-------- Material for this exercise
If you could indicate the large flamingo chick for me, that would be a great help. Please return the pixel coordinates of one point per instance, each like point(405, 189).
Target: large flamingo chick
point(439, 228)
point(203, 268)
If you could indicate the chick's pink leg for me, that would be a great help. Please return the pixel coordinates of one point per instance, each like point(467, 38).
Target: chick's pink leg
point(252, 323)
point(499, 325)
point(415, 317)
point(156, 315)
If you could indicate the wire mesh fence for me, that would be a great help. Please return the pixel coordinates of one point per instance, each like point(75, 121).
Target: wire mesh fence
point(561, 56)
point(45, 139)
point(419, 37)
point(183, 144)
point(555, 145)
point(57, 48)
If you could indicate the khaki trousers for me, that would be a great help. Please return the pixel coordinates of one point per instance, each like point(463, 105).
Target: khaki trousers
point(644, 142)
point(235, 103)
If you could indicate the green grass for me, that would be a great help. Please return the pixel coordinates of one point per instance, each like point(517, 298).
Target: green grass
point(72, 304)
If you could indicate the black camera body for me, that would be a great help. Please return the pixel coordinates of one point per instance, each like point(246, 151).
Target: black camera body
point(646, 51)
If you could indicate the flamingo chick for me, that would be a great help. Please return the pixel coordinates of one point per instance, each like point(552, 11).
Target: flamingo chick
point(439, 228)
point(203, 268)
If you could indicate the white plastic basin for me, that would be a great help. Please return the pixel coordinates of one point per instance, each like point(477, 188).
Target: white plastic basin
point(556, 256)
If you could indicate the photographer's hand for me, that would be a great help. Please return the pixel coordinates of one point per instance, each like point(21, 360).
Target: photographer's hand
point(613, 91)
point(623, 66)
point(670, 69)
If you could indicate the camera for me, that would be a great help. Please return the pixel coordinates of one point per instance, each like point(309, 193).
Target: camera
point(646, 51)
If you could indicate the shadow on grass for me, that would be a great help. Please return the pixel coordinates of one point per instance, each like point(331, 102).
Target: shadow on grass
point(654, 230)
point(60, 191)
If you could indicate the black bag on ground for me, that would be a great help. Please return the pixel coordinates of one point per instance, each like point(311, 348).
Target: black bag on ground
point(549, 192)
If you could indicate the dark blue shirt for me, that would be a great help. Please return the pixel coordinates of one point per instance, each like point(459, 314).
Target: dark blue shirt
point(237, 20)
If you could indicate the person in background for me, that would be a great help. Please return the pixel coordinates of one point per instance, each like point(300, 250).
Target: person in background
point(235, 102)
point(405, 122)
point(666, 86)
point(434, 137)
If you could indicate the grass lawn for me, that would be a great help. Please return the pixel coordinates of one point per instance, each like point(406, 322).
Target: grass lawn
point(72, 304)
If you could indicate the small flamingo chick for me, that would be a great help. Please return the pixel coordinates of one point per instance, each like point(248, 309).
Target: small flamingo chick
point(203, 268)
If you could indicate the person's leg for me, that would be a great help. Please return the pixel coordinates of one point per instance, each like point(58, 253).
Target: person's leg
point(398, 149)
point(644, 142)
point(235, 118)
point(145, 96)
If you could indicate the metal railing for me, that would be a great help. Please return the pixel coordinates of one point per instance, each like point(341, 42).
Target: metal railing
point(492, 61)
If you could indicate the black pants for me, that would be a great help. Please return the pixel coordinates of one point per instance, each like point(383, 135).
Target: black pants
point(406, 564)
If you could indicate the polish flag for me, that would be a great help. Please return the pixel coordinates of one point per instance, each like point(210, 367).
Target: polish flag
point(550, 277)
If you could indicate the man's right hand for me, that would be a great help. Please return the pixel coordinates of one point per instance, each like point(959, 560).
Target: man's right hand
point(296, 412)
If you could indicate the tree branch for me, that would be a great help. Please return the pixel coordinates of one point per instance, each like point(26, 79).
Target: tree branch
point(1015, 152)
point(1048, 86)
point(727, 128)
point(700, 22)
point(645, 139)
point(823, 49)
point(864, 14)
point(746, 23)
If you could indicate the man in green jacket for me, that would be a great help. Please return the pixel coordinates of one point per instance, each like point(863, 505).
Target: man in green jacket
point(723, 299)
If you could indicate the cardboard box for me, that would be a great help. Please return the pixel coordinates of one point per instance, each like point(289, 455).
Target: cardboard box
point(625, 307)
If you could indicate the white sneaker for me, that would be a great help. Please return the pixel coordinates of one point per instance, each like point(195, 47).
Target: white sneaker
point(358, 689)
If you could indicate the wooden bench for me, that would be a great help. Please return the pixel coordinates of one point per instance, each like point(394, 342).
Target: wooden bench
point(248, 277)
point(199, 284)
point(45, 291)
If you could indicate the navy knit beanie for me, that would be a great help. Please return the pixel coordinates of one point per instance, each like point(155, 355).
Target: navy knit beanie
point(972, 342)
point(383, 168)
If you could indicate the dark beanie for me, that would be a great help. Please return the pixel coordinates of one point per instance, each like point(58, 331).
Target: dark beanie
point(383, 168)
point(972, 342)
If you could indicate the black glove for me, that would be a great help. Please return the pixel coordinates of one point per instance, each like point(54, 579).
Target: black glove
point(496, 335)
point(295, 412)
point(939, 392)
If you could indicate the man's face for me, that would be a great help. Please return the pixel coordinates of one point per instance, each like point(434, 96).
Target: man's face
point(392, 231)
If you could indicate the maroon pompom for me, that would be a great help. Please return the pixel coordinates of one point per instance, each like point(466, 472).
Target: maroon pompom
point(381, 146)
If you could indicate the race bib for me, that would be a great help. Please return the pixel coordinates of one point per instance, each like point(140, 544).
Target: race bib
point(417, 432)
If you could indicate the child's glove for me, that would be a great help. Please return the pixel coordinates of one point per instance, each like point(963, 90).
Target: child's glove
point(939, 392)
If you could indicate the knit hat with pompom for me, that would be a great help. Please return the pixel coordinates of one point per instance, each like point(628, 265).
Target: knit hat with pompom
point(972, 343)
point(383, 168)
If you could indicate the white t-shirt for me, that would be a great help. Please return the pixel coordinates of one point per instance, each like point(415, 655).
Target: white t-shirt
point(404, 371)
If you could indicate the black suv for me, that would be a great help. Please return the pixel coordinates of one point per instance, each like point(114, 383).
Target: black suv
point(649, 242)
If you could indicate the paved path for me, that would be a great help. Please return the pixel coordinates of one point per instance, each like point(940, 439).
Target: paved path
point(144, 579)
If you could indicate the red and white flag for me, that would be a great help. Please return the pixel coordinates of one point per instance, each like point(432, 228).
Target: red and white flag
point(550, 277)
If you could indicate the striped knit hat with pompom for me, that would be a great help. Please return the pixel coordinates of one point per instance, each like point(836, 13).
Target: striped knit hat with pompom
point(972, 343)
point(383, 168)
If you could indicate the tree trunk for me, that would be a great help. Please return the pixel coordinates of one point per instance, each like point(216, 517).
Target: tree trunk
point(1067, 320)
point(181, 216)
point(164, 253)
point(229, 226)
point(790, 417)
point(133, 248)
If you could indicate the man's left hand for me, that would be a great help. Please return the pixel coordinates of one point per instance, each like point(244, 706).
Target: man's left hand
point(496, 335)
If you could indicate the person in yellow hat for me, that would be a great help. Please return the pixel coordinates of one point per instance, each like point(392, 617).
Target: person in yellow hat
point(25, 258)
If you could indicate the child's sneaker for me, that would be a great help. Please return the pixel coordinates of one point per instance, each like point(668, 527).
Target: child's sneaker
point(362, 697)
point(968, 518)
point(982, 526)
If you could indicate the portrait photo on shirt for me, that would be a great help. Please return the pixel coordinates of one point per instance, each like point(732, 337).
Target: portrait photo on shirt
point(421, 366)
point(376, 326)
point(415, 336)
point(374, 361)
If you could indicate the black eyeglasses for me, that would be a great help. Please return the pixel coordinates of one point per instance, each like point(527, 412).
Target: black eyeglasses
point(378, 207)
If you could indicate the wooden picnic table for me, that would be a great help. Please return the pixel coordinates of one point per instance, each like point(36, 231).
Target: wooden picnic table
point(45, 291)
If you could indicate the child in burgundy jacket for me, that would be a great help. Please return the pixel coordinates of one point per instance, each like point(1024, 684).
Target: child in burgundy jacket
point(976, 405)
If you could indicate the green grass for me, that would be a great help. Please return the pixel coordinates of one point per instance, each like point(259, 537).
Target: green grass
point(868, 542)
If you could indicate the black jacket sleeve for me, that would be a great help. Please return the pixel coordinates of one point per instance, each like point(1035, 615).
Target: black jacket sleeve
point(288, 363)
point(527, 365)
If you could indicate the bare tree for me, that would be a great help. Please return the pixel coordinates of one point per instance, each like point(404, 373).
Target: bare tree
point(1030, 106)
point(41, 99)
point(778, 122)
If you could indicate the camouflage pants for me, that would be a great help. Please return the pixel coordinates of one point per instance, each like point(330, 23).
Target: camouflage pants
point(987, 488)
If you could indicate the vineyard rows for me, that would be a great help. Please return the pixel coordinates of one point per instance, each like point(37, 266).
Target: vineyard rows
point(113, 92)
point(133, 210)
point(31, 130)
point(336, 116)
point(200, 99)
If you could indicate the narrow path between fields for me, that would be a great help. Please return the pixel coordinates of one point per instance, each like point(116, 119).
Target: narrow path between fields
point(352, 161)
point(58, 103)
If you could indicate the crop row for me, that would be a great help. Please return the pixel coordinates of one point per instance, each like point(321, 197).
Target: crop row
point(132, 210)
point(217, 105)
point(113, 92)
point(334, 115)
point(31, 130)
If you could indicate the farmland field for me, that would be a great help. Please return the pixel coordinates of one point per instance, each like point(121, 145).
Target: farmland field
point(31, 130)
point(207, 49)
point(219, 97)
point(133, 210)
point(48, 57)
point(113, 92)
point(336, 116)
----------------
## Task to complete:
Duplicate the records above, everything from the line containing "If you could indicate the black bag" down to the line containing "point(237, 20)", keeping both of those lines.

## Task output:
If you could indicate the black bag on ground for me, that would be a great help. Please return the pixel coordinates of one point per instance, each like point(311, 348).
Target: black bag on ground
point(549, 192)
If you could indicate the dark blue shirt for me, that would be a great help. Please return the pixel coordinates of one point per instance, each like point(459, 314).
Target: dark blue shirt
point(237, 20)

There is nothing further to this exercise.